● **TUGAS 1**
Sunting bagian artikel tentang keberagaman dalam pendidikan, mulai dari kata-kata yang memuat "Hari Selasa (29/12)" dan berhenti setelah "di lingkungan sekolah.". Ganti "ratusan" dengan "puluhan".

● **KUTIPAN SUMBER**
★ ★ ★ ★ ★

PIRAMIDA.ID- Alissa Wahid, aktivis sosial keagamaan yang juga putri sulung mendiang Gus Dur, memajang foto-foto sejumlah peristiwa di tanah air di tengah diskusi. Yang dia paparkan kemudian adalah ketegangan antarkelompok, terutama antarumat beragama di Indonesia.
Foto-foto itu bercerita tentang demo penolakan pendirian mushola di Minahasa dan masjid di Papua, penolakan pendirian gereja di Bogor, penolakan warga Sikka NTT terhadap pembangunan pondok pesantren, dan meme media sosial terkait sentimen terhadap kelompok tertentu.
Peristiwa di berbagai tempat di Indonesia itu tentu tidak berdiri sendiri. Apa yang terjadi itu, kata Alissa, terkait dengan banyak sektor lain, diantaranya dunia pendidikan. Karena itu persoalan keberagaman di dalam ekosistem pendidikan menjadi sesuatu yang sangat penting.
“Sangat penting untuk melihat ini secara lebih jauh. Ketika kita bicara apa yang terjadi di ruang pendidikan, ujungnya adalah peristiwa seperti ini. Kita enggak bisa menganggap remeh apa yang terjadi di dalam ekosistem pendidikan,” kata Aliisa.
Hari Selasa (29/12) Alissa menjadi pembicara dalam diskusi daring manifestasi prinsip penyelenggaraan pendidikan untuk memperkuat keragaman. Diskusi diselenggarakan Yayasan Cahaya Guru (YGC) dan diikuti ratusan pendidik dan aktivis yang peduli dengan isu ini. Diskusi ini didorong masih banyaknya praktik yang tidak menghargai keragaman di lingkungan sekolah.
Problem Mayoritanisme
Menurut Alissa, apa yang terjadi bukan persoalan agama, tetapi praktik sikap mayoritanisme. Demokrasi diterjemahkan sebagai siapa yang mayoritas berhak berkuasa, dan telah menimbulkan persoalan.
“Agamanya bisa apa saja, tetapi ketika agama itu menjadi mayoritas di suatu tempat tertentu, kemudian ada pandangan, ada keyakinan, bahwa sebagai mayoritas, mereka lebih berhak atas apapun. Sikap mayoritanisme ini juga muncul di institusi pendidikan kita,” tambah Alissa.

★ ★ ★ ★ ★

● **DATA LATIHAN**
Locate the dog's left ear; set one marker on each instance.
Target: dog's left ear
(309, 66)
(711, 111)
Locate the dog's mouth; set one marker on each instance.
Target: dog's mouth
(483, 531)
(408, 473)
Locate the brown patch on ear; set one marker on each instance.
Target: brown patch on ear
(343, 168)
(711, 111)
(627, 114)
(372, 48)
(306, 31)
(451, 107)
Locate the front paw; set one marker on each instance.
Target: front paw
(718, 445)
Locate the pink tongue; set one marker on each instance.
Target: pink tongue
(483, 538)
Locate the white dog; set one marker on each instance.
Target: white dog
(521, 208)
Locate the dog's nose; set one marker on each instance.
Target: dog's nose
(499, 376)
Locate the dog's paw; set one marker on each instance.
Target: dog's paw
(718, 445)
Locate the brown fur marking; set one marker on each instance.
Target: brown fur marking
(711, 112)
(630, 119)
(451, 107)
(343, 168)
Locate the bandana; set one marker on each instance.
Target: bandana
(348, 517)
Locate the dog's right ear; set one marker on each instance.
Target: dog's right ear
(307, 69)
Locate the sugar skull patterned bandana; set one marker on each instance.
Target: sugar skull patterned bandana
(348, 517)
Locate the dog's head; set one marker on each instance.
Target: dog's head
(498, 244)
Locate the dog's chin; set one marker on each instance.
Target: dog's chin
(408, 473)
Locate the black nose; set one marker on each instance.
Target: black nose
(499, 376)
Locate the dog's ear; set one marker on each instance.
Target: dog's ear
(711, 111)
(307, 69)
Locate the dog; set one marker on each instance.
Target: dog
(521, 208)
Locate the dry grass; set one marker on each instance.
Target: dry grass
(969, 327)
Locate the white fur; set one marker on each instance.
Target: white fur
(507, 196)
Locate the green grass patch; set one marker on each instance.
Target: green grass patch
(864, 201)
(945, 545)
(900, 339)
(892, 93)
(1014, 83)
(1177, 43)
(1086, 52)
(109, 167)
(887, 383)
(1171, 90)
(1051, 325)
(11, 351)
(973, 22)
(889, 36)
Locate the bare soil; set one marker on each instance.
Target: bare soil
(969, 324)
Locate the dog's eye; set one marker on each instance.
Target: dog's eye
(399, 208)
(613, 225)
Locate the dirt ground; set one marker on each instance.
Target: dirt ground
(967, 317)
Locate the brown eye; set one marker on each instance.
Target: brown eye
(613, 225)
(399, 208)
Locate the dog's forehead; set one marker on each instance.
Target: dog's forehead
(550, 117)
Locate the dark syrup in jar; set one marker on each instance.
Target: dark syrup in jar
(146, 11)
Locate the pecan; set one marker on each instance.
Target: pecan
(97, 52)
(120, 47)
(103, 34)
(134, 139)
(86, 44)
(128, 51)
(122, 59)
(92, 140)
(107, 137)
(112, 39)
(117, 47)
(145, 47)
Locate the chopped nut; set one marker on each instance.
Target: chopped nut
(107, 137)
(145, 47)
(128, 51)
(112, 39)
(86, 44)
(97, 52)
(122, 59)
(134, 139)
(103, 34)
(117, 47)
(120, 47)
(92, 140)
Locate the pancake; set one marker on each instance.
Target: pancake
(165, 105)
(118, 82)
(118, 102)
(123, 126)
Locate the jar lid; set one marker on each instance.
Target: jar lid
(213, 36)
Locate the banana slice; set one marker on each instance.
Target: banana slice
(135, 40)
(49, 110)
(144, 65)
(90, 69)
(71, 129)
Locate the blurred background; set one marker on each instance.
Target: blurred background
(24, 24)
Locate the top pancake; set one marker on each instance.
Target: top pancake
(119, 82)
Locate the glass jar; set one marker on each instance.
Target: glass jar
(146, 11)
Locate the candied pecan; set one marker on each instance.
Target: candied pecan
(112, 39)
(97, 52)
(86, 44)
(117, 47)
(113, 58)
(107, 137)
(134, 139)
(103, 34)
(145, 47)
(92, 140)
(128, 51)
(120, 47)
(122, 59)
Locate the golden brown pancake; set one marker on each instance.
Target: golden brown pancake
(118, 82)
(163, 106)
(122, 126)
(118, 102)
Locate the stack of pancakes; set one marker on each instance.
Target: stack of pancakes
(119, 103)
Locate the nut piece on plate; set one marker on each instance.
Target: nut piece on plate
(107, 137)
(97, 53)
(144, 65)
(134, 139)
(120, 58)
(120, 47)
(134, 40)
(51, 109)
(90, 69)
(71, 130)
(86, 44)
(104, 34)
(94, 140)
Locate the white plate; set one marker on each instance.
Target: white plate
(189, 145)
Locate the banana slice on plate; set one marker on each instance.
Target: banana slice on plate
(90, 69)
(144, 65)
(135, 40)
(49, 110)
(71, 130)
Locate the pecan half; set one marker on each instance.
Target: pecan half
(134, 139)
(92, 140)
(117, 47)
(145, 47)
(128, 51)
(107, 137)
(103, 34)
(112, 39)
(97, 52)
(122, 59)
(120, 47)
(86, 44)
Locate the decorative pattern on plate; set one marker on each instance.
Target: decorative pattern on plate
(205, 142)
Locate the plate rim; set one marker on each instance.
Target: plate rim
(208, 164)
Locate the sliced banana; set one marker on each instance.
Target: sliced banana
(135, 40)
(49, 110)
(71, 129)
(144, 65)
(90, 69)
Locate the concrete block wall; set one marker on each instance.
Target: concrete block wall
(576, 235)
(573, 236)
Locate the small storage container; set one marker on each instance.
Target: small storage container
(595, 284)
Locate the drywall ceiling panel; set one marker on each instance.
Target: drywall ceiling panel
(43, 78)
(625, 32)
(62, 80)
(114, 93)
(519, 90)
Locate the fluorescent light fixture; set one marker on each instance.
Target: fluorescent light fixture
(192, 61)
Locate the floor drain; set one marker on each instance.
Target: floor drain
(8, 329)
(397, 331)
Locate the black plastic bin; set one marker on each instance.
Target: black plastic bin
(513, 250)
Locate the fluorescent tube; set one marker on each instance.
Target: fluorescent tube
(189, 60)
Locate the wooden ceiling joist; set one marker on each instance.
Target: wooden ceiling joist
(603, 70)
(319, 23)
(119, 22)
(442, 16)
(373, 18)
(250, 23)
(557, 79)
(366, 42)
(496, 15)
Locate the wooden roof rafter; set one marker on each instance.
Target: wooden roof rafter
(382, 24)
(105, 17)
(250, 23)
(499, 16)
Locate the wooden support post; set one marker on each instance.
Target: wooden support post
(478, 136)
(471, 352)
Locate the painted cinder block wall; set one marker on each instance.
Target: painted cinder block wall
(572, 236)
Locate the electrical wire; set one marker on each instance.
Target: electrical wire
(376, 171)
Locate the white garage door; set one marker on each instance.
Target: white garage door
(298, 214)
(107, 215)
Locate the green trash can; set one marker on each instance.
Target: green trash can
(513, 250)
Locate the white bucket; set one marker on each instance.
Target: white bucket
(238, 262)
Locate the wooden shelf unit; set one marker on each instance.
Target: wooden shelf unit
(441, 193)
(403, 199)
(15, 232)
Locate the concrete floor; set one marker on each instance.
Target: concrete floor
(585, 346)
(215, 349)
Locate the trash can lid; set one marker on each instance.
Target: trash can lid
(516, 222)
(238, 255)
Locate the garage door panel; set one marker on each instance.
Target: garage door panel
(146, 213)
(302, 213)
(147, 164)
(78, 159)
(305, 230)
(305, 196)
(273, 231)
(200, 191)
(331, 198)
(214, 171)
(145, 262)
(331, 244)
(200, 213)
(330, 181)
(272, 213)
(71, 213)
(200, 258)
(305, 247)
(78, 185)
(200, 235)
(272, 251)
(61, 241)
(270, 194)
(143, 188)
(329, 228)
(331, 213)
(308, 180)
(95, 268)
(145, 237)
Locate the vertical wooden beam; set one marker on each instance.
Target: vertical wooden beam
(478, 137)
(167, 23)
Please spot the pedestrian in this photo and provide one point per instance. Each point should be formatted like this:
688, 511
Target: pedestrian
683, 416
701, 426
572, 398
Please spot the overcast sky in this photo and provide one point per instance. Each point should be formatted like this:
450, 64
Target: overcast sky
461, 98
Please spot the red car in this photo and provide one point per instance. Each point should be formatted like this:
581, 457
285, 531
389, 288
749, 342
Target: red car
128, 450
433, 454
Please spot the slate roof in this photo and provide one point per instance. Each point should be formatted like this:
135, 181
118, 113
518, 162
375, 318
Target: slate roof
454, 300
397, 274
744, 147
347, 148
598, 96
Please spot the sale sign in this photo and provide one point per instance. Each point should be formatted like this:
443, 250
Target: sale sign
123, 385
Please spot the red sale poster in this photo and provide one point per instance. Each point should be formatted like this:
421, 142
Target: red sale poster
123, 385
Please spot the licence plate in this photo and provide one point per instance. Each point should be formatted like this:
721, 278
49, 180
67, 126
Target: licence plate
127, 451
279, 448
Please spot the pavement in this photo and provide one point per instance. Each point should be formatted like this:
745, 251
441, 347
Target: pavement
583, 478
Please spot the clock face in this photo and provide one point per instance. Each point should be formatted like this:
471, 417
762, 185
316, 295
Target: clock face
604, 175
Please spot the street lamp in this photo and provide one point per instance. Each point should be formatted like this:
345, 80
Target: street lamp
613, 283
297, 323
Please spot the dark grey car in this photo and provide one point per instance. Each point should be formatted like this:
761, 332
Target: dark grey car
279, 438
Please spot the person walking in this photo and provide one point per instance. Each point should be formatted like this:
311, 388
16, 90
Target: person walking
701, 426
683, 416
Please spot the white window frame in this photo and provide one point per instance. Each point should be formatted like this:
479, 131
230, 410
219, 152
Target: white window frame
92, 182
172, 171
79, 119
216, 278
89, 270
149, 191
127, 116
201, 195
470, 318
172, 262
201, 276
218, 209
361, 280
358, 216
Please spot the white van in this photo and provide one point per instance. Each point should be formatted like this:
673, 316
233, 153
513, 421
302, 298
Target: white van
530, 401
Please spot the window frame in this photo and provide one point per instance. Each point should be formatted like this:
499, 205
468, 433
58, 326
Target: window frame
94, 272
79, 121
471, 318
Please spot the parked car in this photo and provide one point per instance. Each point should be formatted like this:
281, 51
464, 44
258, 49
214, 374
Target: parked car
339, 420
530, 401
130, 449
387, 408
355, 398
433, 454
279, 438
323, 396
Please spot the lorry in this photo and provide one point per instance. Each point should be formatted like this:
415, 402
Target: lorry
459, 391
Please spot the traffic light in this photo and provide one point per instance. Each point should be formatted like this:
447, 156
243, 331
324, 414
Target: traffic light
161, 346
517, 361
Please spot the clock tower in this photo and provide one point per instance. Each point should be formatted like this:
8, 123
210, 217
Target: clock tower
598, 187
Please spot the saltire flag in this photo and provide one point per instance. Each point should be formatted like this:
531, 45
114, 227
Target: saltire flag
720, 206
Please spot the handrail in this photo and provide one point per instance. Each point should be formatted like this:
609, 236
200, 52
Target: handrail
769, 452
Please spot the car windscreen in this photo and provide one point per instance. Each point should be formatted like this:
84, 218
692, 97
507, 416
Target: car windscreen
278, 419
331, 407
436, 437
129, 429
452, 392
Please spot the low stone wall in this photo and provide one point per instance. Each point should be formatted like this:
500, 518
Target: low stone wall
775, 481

★ ★ ★ ★ ★

● **TUGAS 2**
Daftarkan setiap baris entri yang memuat kata "candied", dengan memperhatikan perbedaan huruf besar dan kecil.

● **HASIL TUGAS 1**
Hari Selasa (29/12) Alissa menjadi pembicara dalam diskusi daring manifestasi prinsip penyelenggaraan pendidikan untuk memperkuat keragaman. Diskusi diselenggarakan Yayasan Cahaya Guru (YGC) dan diikuti puluhan pendidik dan aktivis yang peduli dengan isu ini. Diskusi ini didorong masih banyaknya praktik yang tidak menghargai keragaman di lingkungan sekolah.

● **HASIL TUGAS 2**
Locate the candied pecan; set one marker on each instance.
Target: candied pecan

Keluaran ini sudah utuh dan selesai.